Extract provided

- Im Song Soeum c. 1960s

Background information
- Born: Im Song Soeum - អ៉ឹម សុងសឺម c. 1943 Kampong Preah, Battambang province, Cambodia, French Indochina
- Died: March 16, 1972 (aged 29) Battambang, Khmer Republic
- Genres: Khmer pop; slow rock; jerk; bolero; romvong; saravann; Afro-Latin; blues; cha cha cha; film;
- Occupation: Singer;
- Years active: 1962–1972
- Labels: Bokor; Cambodia; Chanchhaya; GANEFO Records; Independance; Olympic; Phnom Penh; Wat-Phnom;
- Website: www.thecvma.org/singers

= Im Song Soeum =

Cambodian musician (1943–c. 1972)

Im Song Soeum (Note: /ˌʔəm sɒ̃ŋ suəm/; អ៉ឹម សុងសឺម; /km/) (c. 1943 – 1972) was a Cambodian singer active from 1962 to 1972. During his career, he became an important figure of Cambodian rock. He is known for helping start the singing careers of Huoy Meas, Pen Ran, and Ros Serey Sothea, who would become among the most established Cambodian singers of the era. Song Soeum—along with Sinn Sisamouth, Ros Serey Sothea, Pen Ran, Huoy Meas, Mao Sareth, and other Cambodian artists—was part of the pre-genocide music scene in Cambodia that fused elements of Khmer traditional music with Western sounds, including rhythm and blues and rock and roll, developing unique sounds in Cambodia's history of music.

==Biography==
Im Song Soeum was born in Kampong Preah, Battambang province. He was the son of Tan Soeun (mother), and Im Sean (father). Early details of his life are scarce, but prior to his singing career he attended Preah Monivong High School in Battambang until his third year. Around 1962, he entered a provincial singing contest where he won first place. He was friends with future singers Huoy Meas and Pen Ran, and the three sang for the local troupe Lomhea Yothea, singer Ros Serey Sothea would later join this troupe. That same year the three of them were invited by the Ministry of Information in Phnom Penh to sing for its music band.

Point localization data:
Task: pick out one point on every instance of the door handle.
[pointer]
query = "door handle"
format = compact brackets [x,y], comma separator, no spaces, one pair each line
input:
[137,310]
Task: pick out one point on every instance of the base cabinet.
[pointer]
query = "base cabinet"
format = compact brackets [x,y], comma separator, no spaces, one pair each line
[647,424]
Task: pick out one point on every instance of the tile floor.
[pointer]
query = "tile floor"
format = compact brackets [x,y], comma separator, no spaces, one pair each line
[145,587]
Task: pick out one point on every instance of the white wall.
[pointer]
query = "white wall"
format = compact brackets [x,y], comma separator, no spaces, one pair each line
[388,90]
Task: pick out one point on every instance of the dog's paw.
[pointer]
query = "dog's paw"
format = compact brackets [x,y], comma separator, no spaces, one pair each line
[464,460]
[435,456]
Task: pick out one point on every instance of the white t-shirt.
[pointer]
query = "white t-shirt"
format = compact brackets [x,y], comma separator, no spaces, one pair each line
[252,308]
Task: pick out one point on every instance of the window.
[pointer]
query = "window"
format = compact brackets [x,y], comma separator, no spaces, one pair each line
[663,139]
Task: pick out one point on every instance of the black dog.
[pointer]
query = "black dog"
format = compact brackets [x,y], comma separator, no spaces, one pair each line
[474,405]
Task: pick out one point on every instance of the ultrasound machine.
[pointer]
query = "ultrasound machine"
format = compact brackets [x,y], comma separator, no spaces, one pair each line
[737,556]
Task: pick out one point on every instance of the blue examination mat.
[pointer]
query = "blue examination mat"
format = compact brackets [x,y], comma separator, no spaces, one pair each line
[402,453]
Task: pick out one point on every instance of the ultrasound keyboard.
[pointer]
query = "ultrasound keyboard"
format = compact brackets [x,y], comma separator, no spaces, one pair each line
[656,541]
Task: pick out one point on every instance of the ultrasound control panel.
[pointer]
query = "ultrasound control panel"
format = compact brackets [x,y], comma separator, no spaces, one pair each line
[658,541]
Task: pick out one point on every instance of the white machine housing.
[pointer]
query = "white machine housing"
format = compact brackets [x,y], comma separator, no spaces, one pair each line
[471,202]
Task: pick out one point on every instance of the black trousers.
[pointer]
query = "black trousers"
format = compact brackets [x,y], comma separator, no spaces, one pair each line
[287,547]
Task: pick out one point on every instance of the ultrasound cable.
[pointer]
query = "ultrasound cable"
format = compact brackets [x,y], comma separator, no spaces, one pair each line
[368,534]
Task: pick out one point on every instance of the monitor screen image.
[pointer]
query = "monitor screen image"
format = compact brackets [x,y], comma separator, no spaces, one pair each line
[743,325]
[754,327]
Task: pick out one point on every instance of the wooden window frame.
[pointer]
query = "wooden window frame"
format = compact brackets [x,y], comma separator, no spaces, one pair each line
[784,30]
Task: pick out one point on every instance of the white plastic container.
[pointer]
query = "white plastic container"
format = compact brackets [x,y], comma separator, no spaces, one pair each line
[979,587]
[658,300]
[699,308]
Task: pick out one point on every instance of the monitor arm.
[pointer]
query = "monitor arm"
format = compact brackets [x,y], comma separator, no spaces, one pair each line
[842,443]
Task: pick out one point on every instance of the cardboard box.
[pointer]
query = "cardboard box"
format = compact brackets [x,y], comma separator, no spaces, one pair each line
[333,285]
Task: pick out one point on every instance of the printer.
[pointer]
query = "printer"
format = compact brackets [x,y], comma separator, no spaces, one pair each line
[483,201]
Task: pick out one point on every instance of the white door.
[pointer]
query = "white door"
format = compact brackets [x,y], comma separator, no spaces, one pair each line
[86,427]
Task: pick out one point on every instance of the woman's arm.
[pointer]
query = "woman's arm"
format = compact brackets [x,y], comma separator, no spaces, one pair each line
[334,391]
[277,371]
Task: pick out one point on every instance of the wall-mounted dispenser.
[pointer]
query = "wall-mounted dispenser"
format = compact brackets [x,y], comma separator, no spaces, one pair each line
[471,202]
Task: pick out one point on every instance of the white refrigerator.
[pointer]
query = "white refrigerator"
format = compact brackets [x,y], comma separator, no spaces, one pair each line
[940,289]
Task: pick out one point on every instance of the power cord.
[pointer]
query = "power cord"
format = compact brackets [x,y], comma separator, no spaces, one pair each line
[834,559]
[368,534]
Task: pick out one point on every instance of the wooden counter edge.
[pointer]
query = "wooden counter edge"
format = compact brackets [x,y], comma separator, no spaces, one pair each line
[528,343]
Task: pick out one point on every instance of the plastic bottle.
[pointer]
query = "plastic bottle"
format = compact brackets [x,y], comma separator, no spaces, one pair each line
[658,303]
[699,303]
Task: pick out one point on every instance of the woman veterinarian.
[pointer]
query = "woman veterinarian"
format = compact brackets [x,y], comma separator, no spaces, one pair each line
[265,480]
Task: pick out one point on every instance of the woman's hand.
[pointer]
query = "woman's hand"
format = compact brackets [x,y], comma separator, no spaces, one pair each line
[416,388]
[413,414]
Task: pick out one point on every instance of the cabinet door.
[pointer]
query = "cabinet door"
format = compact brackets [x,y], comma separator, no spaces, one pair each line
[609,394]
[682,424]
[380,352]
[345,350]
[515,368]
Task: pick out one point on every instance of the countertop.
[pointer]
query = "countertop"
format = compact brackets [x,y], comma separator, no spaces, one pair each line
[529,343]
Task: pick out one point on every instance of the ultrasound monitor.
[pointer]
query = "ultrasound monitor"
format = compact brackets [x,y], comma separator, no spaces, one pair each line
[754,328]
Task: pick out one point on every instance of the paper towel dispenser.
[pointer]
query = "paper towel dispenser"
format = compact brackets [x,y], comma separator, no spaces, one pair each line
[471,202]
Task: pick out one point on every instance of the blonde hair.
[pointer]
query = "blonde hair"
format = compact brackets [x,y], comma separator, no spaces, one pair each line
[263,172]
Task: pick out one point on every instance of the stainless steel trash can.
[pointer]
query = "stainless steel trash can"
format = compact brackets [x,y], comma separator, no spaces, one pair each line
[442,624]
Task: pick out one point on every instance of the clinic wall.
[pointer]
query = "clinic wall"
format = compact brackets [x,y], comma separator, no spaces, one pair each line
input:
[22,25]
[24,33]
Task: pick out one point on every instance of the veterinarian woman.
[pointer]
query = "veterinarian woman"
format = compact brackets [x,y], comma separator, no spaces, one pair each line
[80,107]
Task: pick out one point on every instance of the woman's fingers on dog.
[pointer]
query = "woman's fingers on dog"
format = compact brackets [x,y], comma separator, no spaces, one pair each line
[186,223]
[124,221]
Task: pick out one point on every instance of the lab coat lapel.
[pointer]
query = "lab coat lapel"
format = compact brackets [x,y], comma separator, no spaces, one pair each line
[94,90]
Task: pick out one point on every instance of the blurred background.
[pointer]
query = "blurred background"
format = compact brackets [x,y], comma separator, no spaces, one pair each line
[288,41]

What to work on
Continue the article on the Cambodian singer Im Song Soeum from its final sentence, writing the next part of his biography.

Reply
By 1963, Song Soeum was regularly recording music for labels such as Chanchhaya, Independance and Wat-Phnom Disques. His duet with Huoy Meas titled “ដើរលេងក្នុងសួន [A Walk in the Garden]” became a hit song catapulting the two to fame. In 1964, Song Soeum and other singers at the Ministry of Information had took part in inviting Ros Serey Sothea to Phnom Penh on behalf of musician Ma Laopi. During this time he began duetting with Ros Serey Sothea on her earliest records. Song Soeum had been a notable figure during the Cambodian rock scene, which fused traditional Khmer sounds with Western instrumentation for introducing popular artists earlier in their careers into stardom.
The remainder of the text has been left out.